■ Exercise objective ■
Take the line that contains "Task: place a pin on each instance of the desert" and all lines after it, up to and including the last line of the data, and write them out exactly; nothing else belongs in the answer.

■ Provided information ■
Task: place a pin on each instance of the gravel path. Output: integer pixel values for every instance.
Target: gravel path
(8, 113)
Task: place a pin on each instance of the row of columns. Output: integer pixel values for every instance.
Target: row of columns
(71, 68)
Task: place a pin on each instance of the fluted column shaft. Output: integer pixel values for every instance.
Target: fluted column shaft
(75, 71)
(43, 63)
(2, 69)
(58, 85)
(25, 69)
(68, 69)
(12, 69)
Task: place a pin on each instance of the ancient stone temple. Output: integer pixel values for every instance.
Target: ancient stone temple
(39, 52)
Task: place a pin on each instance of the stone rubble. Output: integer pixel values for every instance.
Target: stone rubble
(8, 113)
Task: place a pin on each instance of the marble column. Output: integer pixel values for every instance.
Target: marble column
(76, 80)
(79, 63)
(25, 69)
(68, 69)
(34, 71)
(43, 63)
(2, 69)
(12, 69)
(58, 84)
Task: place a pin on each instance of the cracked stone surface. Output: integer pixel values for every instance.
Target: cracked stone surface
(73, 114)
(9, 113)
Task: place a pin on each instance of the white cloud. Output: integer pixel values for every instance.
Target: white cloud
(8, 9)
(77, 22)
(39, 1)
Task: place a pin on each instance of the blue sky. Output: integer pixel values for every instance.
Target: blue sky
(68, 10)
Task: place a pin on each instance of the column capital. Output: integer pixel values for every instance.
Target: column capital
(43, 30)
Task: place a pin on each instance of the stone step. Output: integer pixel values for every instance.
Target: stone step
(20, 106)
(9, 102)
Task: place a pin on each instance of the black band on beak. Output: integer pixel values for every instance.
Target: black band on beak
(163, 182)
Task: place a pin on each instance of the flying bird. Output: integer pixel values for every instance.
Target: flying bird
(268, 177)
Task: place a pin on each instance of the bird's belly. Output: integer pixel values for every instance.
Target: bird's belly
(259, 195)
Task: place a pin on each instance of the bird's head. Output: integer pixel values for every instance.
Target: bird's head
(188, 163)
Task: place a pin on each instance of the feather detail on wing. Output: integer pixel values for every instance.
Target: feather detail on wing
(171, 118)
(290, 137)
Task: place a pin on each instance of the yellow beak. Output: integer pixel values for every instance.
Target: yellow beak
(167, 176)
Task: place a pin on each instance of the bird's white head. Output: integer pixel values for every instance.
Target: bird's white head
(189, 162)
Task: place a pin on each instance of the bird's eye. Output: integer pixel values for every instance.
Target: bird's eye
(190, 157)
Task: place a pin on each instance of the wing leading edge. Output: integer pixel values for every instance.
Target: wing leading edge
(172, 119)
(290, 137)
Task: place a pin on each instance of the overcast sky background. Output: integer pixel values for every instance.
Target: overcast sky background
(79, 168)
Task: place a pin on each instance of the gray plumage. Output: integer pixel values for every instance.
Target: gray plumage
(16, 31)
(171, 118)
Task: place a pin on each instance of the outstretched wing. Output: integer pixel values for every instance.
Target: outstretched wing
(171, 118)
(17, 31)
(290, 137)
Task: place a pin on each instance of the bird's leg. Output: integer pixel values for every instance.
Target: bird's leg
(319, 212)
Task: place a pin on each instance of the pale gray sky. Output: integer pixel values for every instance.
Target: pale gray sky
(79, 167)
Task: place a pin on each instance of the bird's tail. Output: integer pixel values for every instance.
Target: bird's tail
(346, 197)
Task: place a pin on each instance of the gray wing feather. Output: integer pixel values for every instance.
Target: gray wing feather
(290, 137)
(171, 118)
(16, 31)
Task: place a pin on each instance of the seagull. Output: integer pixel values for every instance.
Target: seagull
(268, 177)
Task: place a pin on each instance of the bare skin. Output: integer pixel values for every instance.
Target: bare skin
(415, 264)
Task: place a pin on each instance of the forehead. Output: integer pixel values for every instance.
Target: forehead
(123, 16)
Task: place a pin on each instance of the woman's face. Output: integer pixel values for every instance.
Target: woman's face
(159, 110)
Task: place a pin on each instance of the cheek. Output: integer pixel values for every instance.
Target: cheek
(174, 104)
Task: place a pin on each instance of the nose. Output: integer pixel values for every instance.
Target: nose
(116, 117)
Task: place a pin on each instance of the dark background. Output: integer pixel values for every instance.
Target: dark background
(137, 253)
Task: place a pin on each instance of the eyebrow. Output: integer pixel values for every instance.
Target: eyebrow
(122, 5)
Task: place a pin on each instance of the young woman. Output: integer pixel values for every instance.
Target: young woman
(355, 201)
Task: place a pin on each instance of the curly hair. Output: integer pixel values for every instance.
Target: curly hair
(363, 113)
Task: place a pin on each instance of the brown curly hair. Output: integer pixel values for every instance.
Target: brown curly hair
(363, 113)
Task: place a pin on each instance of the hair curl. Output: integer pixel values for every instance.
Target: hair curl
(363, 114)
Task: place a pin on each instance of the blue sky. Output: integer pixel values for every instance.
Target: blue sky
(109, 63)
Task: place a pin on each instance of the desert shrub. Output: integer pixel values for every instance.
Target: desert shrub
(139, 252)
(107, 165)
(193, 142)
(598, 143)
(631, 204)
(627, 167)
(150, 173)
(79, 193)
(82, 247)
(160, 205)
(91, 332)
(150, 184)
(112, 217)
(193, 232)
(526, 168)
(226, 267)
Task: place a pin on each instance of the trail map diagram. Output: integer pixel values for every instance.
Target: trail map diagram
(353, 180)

■ Complete response ■
Task: place a pin on each instance of the desert shrub. Output: integer pixel values for every instance.
Target: desert shrub
(139, 252)
(107, 165)
(193, 142)
(598, 143)
(631, 204)
(627, 167)
(150, 173)
(79, 193)
(82, 247)
(160, 205)
(91, 332)
(150, 184)
(112, 217)
(193, 232)
(526, 168)
(226, 267)
Task: place a pin on each instance of the trail map diagram. Output: integer pixel values for every instance.
Target: trail map diagram
(353, 180)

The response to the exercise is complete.